--- START OF EXTRACTED MATERIAL ---

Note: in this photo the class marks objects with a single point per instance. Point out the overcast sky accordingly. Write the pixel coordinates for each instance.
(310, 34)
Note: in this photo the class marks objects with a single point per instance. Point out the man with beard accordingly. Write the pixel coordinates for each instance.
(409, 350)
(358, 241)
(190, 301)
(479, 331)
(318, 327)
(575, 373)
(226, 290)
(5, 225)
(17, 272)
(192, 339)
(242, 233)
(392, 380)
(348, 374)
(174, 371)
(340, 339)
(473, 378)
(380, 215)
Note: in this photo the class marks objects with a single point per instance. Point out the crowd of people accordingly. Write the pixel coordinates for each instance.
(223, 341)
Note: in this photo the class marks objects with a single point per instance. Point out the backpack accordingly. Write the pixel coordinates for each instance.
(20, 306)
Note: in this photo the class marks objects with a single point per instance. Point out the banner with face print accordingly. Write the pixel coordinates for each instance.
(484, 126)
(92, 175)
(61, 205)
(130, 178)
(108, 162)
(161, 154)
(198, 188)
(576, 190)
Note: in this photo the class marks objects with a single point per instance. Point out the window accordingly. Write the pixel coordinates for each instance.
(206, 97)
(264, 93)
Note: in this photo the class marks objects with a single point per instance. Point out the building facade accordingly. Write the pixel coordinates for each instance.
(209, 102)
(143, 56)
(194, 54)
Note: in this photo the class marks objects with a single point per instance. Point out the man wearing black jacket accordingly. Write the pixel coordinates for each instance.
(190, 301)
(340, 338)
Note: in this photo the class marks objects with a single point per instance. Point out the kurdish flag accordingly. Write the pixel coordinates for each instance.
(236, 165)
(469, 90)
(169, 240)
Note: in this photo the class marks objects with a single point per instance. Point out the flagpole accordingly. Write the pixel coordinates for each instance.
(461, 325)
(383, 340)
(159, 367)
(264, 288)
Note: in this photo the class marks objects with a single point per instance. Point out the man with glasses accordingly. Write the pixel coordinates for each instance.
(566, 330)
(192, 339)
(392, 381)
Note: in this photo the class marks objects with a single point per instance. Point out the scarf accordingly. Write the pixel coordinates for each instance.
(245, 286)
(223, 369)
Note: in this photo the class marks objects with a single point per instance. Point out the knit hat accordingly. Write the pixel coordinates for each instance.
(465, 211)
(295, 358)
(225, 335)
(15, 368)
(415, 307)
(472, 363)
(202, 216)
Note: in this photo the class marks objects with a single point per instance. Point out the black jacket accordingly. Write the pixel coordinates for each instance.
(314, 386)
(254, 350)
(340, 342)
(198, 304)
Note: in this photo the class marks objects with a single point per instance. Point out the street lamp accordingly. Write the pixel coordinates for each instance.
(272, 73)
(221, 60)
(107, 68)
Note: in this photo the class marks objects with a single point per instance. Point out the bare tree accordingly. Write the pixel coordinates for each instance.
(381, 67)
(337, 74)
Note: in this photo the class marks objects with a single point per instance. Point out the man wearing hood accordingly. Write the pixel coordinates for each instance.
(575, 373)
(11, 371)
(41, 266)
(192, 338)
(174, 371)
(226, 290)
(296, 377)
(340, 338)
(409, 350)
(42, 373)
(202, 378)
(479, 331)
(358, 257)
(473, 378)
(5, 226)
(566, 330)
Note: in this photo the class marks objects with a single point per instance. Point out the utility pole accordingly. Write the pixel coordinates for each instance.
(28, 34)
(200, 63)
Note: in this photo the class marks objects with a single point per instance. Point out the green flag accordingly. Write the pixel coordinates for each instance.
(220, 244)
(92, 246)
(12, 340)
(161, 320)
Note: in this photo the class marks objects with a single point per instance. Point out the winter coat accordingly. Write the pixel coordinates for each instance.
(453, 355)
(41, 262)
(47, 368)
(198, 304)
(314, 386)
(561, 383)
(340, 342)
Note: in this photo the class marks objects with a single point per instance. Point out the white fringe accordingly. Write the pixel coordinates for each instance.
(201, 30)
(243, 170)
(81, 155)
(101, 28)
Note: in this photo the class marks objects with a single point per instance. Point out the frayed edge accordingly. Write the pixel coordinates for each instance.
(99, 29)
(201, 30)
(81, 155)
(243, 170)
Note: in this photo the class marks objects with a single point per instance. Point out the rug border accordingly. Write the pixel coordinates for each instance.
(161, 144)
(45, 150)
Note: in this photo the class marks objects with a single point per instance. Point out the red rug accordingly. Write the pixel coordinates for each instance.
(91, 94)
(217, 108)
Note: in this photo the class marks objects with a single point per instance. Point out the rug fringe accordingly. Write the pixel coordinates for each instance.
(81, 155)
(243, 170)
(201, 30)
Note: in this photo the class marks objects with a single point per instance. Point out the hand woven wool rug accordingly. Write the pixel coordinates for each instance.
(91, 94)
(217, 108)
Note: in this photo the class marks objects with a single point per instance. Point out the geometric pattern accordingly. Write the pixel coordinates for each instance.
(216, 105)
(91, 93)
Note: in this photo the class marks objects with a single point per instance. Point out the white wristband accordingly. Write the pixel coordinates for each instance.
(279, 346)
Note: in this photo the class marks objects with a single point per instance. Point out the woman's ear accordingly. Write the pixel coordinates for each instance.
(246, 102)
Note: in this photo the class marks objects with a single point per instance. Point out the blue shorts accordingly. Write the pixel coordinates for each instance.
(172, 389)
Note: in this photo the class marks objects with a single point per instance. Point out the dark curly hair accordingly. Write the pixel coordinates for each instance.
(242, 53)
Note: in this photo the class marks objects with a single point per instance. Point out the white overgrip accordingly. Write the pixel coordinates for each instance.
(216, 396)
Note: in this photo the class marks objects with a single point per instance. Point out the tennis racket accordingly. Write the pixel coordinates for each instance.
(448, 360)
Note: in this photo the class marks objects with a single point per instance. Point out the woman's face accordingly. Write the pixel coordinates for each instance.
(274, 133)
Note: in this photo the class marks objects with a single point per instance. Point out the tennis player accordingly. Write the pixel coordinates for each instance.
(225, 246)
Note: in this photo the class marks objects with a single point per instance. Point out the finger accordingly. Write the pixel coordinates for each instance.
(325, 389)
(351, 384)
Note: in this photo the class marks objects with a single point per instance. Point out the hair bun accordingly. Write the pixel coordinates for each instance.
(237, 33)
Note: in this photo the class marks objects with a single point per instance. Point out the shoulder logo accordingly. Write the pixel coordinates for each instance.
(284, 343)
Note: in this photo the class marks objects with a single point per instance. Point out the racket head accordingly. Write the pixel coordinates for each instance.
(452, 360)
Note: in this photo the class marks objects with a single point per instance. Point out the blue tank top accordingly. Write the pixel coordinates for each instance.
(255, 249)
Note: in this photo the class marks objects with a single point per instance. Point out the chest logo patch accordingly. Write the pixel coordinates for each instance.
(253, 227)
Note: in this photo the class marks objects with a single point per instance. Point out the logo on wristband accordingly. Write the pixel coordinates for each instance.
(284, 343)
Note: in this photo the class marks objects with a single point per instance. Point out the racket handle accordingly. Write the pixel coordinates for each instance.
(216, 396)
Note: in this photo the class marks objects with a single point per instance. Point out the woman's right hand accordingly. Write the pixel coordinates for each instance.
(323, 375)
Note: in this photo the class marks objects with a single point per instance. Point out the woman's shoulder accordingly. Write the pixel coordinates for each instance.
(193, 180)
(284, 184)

--- END OF EXTRACTED MATERIAL ---

### [WHAT IS NEEDED]
Revise the listing above by replacing "a single point" with "one point" wherever it occurs, and leave every other word unchanged.

### [FULL OUTPUT]
Note: in this photo the class marks objects with one point per instance. Point out the overcast sky accordingly. Write the pixel coordinates for each instance.
(310, 34)
Note: in this photo the class marks objects with one point per instance. Point out the man with beard accordingly. Write the pixel coordinates for each instance.
(409, 350)
(358, 241)
(190, 301)
(479, 331)
(318, 327)
(575, 373)
(226, 290)
(5, 225)
(17, 272)
(192, 339)
(242, 233)
(392, 380)
(348, 374)
(174, 371)
(340, 339)
(473, 378)
(380, 215)
Note: in this photo the class marks objects with one point per instance. Point out the crowd of people accordingly. Write the pixel coordinates for each instance.
(223, 341)
Note: in this photo the class marks objects with one point per instance. Point out the backpack accordingly. Write the pixel coordinates for each instance.
(20, 306)
Note: in this photo the class marks objects with one point per instance. Point out the banner with face print accordingly. Write the pixel coordinates for each instance.
(484, 126)
(92, 175)
(61, 205)
(130, 178)
(108, 162)
(161, 154)
(198, 188)
(576, 190)
Note: in this photo the class marks objects with one point per instance. Point out the window accordingly. Write the pixel coordinates for each instance.
(206, 97)
(264, 93)
Note: in this photo the class marks objects with one point per instance. Point out the building facade accordingly. Write the pixel coordinates for each instance.
(209, 102)
(143, 56)
(194, 54)
Note: in this photo the class marks objects with one point per instance. Point out the man wearing black jacket accordingly. Write the pixel coordinates for each instance.
(190, 301)
(340, 338)
Note: in this photo the class marks objects with one point per instance. Point out the kurdish flag accordingly. Write the pixel coordinates for each instance.
(236, 165)
(469, 90)
(169, 240)
Note: in this photo the class marks objects with one point per instance. Point out the flagpole accordingly. Write the pixel coordinates for each instance.
(461, 325)
(383, 340)
(159, 367)
(264, 288)
Note: in this photo the class marks objects with one point per instance. Point out the man with glasses accordingly. Write the pixel coordinates for each instance.
(566, 330)
(192, 339)
(392, 381)
Note: in this photo the class marks objects with one point per instance. Point out the scarf accordingly. Write the pixel coordinates for each instance.
(245, 286)
(223, 369)
Note: in this photo the class marks objects with one point per instance. Point out the knit hat accordingly. Write the pixel coordinates for each instance.
(465, 211)
(295, 358)
(225, 335)
(15, 368)
(415, 307)
(472, 363)
(202, 216)
Note: in this photo the class marks objects with one point per instance. Point out the black jacket accordingly. Write the pixel coordinates for each instance.
(314, 386)
(254, 350)
(340, 342)
(198, 304)
Note: in this photo the class marks objects with one point per instance. Point out the street lamp accordingly. Write the pixel coordinates for each instance.
(272, 73)
(221, 60)
(107, 68)
Note: in this photo the class marks objects with one point per instance. Point out the bare tree accordingly. Write the pixel coordinates for each instance.
(381, 67)
(337, 74)
Note: in this photo the class marks objects with one point per instance. Point out the man wearing hood accordingly. Write the pixel coordinates for each instance.
(575, 373)
(11, 371)
(41, 266)
(192, 338)
(174, 371)
(226, 290)
(296, 377)
(340, 338)
(409, 350)
(42, 373)
(202, 378)
(479, 331)
(358, 257)
(473, 378)
(5, 226)
(566, 330)
Note: in this photo the class marks objects with one point per instance. Point out the utility pole accordingly. Write the pixel coordinates for each instance.
(28, 34)
(200, 63)
Note: in this photo the class marks objects with one point per instance. Point out the green flag accordingly. Write the pixel coordinates for each instance.
(220, 244)
(92, 246)
(12, 340)
(161, 320)
Note: in this photo the class marks objects with one point per instance. Point out the winter coat accordingly. Write the pixel coordinates for each instance.
(453, 355)
(41, 262)
(47, 368)
(198, 304)
(314, 386)
(561, 383)
(340, 342)
Note: in this photo the class marks objects with one point per instance. Point out the white fringe accordingly. Write the pixel coordinates for each instance.
(201, 30)
(243, 170)
(81, 155)
(101, 28)
Note: in this photo the class marks objects with one point per instance. Point out the frayed edge accordingly. Write the pixel coordinates for each instance.
(99, 29)
(201, 30)
(81, 155)
(243, 170)
Note: in this photo the class marks objects with one point per instance. Point out the rug border accordingly. Write the pixel coordinates for each instance.
(161, 144)
(45, 150)
Note: in this photo the class marks objects with one point per instance. Point out the red rug accordingly. Write the pixel coordinates for each instance.
(91, 94)
(217, 108)
Note: in this photo the class marks objects with one point per instance. Point out the rug fringe accordingly. Write the pixel coordinates for each instance.
(81, 155)
(243, 170)
(201, 30)
Note: in this photo the class marks objects with one point per instance. Point out the hand woven wool rug accordingly. Write the pixel coordinates for each instance.
(91, 94)
(217, 108)
Note: in this photo the class marks objects with one point per instance. Point out the geometric pattern accordingly. Write the pixel coordinates for each instance.
(216, 105)
(91, 93)
Note: in this photo the class marks objects with one point per instance. Point out the white wristband accordingly. Write the pixel coordinates for each instance.
(279, 346)
Note: in this photo the class marks objects with one point per instance. Point out the woman's ear accordingly. Write the pixel coordinates for each instance.
(246, 102)
Note: in this photo the class marks objects with one point per instance. Point out the blue shorts accordingly. Write the pixel coordinates for each instance.
(172, 389)
Note: in this photo the class marks objects with one point per instance. Point out the dark curly hair accordingly. Write the pixel coordinates for each instance.
(242, 53)
Note: in this photo the class marks objects with one point per instance. Point out the white overgrip accordingly. Write the pixel coordinates for each instance.
(216, 396)
Note: in this photo the class marks objects with one point per instance. Point out the tennis racket accordingly. Write the pixel coordinates for each instance.
(448, 360)
Note: in this photo the class marks objects with one point per instance. Point out the woman's face accordingly. Write the pixel coordinates for each instance.
(274, 133)
Note: in this photo the class marks objects with one point per instance. Point out the tennis player accordingly. Write the pixel coordinates for each instance.
(225, 246)
Note: in this photo the class marks objects with one point per instance. Point out the finger accordingly. Write the pixel coordinates for each instance.
(325, 389)
(351, 384)
Note: in this photo the class marks objects with one point per instance. Point out the hair bun accordingly. Write the pixel coordinates for each instance.
(237, 33)
Note: in this photo the class marks objects with one point per instance. Point out the shoulder logo accordingly. Write the pixel coordinates for each instance.
(284, 343)
Note: in this photo the class marks objects with one point per instance. Point out the racket head accordingly. Write the pixel coordinates for each instance.
(452, 360)
Note: in this photo the class marks objects with one point per instance. Point out the blue tank top accordingly. Write the pixel coordinates for each instance.
(255, 249)
Note: in this photo the class marks objects with one point per instance. Point out the chest logo patch accordingly. Write the pixel coordinates for each instance.
(253, 227)
Note: in this photo the class marks objects with one point per instance. Point out the logo on wristband accordingly. Write the pixel coordinates for each instance.
(284, 343)
Note: in this photo the class marks objects with one point per instance. Point out the racket handle accordingly. Write the pixel coordinates for each instance.
(216, 396)
Note: in this photo the class marks objects with one point per instance. Point out the woman's right hand accordingly. Write the pixel coordinates for each instance.
(323, 375)
Note: in this photo the class marks objects with one point per instance. Point out the woman's shoulder accordingly. Write the pixel coordinates for each instance.
(193, 180)
(284, 184)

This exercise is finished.